Excerpt provided:
__________________________________________________

I just got these eight hours ago.  They've had maybe three hours of burn-in so far.  At this point, they're a little sibilant off an unamped iPod, enough for me to switch the EQ to Bass Boost.  Off my M^3 with STEPS, they sound fine, with loads of bass.  Compared to my HD800, they're very mid-present, much more than I'd expected.  They have a bass hump reminiscent of the GS1000 but less pronounced while the recessed mids of the GS1000 have been brought closer to the RS1.  
 
When I A/B'd them with my HD800, what first struck me was how much louder they were.  The PS1000s have that familiar 32-ohm impedence compared to the HD800's 300.  Neither phone gives its all off an unamped iPod but the Grados drive better.  On the other hand, the mids came off as much more in-your-face, much more aggressive than the HD800, which seemed to provide a lot more space.

__________________________________________________

Records shown:
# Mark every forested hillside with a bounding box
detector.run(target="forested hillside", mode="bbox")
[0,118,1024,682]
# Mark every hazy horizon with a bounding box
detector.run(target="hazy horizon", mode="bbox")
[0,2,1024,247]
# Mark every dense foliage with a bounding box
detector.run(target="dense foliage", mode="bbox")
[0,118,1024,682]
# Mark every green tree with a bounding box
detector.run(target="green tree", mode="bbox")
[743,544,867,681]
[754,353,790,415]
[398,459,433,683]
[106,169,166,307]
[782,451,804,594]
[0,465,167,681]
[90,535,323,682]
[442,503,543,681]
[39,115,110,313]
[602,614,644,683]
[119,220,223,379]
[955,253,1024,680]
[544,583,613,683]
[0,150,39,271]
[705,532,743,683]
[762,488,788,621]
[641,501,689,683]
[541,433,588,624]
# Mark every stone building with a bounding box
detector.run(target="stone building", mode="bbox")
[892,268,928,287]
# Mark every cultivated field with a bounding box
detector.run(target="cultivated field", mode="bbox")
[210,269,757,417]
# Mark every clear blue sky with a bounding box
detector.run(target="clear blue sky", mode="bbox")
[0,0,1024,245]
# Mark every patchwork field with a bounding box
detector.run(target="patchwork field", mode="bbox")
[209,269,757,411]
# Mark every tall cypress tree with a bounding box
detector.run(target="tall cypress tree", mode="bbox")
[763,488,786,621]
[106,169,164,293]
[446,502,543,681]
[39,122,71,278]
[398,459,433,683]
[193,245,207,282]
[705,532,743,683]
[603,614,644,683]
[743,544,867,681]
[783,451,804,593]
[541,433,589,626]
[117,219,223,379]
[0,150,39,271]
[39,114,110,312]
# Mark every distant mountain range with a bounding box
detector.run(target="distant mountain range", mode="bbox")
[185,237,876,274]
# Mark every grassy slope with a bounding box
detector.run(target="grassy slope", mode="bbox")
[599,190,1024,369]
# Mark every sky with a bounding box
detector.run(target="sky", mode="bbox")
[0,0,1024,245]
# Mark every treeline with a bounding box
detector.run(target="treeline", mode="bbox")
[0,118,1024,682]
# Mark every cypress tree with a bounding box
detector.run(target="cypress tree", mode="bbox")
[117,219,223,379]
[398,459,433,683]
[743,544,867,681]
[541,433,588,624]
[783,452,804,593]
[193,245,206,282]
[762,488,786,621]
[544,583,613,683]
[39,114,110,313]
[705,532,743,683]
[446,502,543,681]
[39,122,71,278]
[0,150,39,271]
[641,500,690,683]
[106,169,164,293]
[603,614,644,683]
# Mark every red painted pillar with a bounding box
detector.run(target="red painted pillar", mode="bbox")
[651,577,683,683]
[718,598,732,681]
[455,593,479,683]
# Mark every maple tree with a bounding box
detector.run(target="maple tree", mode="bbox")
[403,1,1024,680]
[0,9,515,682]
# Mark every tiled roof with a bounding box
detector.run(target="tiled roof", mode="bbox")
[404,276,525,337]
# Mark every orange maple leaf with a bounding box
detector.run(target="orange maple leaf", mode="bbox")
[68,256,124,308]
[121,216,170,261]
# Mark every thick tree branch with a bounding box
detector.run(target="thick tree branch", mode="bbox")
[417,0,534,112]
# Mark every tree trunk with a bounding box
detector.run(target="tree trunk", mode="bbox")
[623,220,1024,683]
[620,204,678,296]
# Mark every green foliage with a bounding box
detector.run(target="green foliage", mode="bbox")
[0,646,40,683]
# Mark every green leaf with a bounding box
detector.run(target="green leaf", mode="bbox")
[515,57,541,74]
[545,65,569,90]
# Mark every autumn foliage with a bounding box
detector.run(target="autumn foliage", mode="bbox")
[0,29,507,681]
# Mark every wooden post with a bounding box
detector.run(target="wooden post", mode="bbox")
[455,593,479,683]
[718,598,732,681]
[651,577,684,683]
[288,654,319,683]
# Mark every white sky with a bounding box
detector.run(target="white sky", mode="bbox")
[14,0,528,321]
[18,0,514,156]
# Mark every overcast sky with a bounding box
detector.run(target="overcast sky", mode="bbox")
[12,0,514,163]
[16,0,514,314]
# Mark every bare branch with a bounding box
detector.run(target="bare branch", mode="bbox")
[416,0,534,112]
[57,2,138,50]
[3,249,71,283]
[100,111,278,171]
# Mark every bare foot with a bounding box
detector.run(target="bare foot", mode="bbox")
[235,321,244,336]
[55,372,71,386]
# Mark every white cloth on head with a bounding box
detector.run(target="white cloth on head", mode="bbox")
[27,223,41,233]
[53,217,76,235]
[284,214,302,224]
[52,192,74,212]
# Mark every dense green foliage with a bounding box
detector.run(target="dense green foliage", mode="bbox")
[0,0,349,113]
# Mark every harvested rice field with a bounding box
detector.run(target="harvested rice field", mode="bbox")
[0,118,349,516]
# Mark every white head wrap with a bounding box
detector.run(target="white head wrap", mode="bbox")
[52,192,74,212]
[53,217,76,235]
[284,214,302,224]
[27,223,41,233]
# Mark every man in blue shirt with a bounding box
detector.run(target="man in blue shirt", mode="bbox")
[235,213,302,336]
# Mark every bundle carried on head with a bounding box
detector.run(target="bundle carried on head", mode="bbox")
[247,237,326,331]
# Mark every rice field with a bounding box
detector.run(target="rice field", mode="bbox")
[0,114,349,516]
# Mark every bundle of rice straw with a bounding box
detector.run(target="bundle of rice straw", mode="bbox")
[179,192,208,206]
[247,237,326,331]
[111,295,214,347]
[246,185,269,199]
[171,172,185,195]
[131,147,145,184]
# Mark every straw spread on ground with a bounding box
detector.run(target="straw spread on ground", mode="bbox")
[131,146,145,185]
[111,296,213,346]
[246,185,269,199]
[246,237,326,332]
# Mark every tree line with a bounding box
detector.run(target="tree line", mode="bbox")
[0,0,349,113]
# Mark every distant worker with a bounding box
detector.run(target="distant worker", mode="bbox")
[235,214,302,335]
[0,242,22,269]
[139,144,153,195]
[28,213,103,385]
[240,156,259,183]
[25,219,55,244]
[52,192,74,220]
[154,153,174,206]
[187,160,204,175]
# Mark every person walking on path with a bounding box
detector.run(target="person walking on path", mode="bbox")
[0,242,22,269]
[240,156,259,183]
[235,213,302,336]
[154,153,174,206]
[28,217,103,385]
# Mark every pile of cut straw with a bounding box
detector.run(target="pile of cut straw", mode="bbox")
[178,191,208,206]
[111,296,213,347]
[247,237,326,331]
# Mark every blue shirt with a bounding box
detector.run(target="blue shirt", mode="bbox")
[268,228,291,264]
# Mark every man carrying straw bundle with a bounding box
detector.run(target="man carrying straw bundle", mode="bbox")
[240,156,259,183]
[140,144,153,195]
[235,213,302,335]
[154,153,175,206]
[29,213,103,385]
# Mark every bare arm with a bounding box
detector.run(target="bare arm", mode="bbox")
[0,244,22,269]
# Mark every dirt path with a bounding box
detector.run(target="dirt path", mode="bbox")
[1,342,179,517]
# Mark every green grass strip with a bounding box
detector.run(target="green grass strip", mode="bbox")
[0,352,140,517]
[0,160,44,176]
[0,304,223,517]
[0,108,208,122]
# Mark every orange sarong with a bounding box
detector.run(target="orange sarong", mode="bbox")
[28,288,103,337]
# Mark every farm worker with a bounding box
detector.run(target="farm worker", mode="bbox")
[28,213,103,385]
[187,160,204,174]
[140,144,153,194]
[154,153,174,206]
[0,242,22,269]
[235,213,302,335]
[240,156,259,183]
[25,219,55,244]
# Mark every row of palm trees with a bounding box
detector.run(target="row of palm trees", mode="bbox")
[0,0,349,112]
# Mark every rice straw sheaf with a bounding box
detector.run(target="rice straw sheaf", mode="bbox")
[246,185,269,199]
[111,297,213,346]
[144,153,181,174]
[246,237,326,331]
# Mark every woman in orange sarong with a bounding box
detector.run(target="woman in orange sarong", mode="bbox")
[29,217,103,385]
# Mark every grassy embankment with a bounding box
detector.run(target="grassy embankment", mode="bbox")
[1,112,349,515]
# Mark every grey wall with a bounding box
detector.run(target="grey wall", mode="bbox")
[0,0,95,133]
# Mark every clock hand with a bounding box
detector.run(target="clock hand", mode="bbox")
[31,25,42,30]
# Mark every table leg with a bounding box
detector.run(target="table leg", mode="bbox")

__________________________________________________

Short exercise: In the headphone review, what impedance is given for the PS1000s?

Task output: 32 ohms.